# START OF PROVIDED TEXT
The Essence of Judaism? Disrupting It.
Fifty years ago, the first Jewish Catalog began a revolution in Jewish life. With this do-it-yourself kit, people for the first time could own their own Judaism and experience the richness and joy that I and the other editors of the Catalog believed would make a stronger Jewish community. The first Catalog, which we summarized as “a compendium of tools and resources for use in Jewish education and Jewish living,” taught hundreds of thousands of people how to make challah and even matzah, how to tie fringes on a tallit and how to build a sukkah.
The Catalog’s enormous success suggested we were right, and yet, a half-century later, I and others have new questions. We know “how” to do all these rituals—or we can Google whatever we need to know.
What we now need—I believe urgently—is “why.” Or more to the point, why bother at all?
What is the essence of Judaism and Torah? Many people would answer that it is observing the laws, customs and rituals of the Jewish tradition. In fact, Judaism is, at its heart, a revolutionary tradition that seeks to change rather than uphold or preserve the status quo.
Nowhere is this clearer than the holiday of Passover. The centrality of the Exodus in Judaism goes beyond the repeated notion that we must remember that we were slaves and therefore treat other people with compassion, especially those on the margins of society. As important as the commitment to social justice is, there is something even more important that we learn from this story.
Having left the bondage of Egypt, the people of Israel appear to be free, but they quickly discover the difficulties of living in freedom. During their 40-year journey to the Promised Land, the formerly enslaved people constantly express a yearning to return to Egypt, likely because with freedom comes responsibility and the need to make difficult choices.
In a radical text by the 19th century Hasidic master called by the name of his main work, Sefat Emet, the purpose of the revelation of the Torah is actually to help the people be free. In his commentary on the Torah portion Ki Teitze, he writes:
The purpose of all the commandments, both positive and negative, that were given to Israel is so that every person in Israel shall be free. That is why the liberation from Egypt comes first [before the giving of the commandments]. Torah then teaches the soul how to maintain its freedom by not becoming attached to material things. These are its 613 counsels. Every mitzvah/commandment in which the liberation from Egypt is mentioned tells us yet again that by the means of this mitzvah one may cling to freedom…. This is the purpose of the entire Torah.
This teaching suggests that we can be enslaved without ever being in bondage. Most people today are not physically enslaved and yet they are not really free. In the words of the 20th-century psychologist Erich Fromm, we often want to “escape from freedom” when we feel burdened by our fears and insecurities. We can live a life bounded by the limitations of our expectations, or a life circumscribed by the lack of faith in our abilities.
# END OF PROVIDED TEXT
# START OF RECORD EXCERPTS
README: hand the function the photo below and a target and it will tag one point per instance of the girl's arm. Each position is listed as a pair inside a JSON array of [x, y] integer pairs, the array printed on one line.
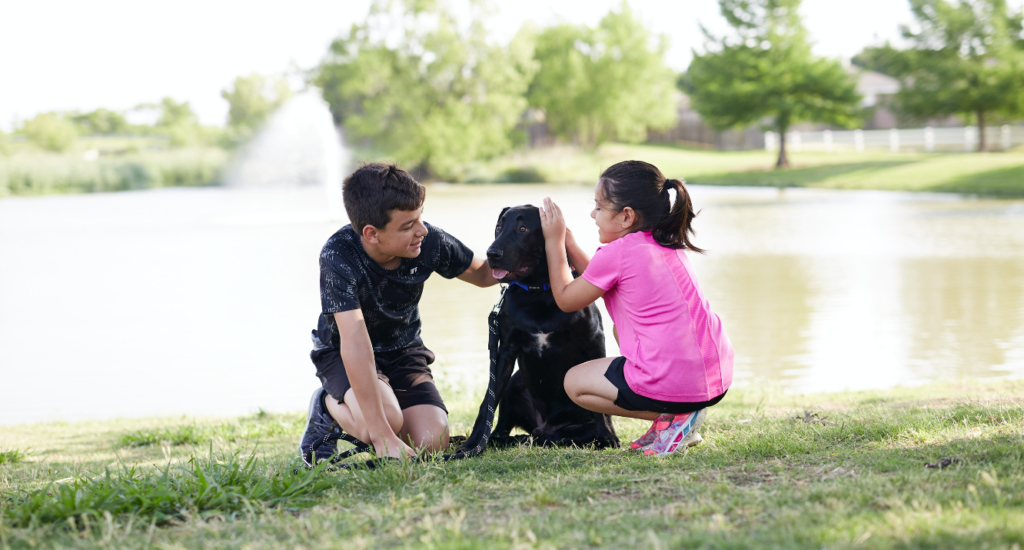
[[578, 258], [569, 295]]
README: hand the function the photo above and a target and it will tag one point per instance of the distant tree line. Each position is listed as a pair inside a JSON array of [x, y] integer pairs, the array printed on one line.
[[965, 57], [435, 92], [251, 99], [414, 82]]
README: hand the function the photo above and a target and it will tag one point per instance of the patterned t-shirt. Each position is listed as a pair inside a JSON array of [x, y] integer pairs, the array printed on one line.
[[389, 298]]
# END OF RECORD EXCERPTS
GOAL OF THE EXERCISE: Copy word for word the part of the text on Judaism and freedom starting with "Having left the" and going on through "make difficult choices.".

TASK RESULT:
Having left the bondage of Egypt, the people of Israel appear to be free, but they quickly discover the difficulties of living in freedom. During their 40-year journey to the Promised Land, the formerly enslaved people constantly express a yearning to return to Egypt, likely because with freedom comes responsibility and the need to make difficult choices.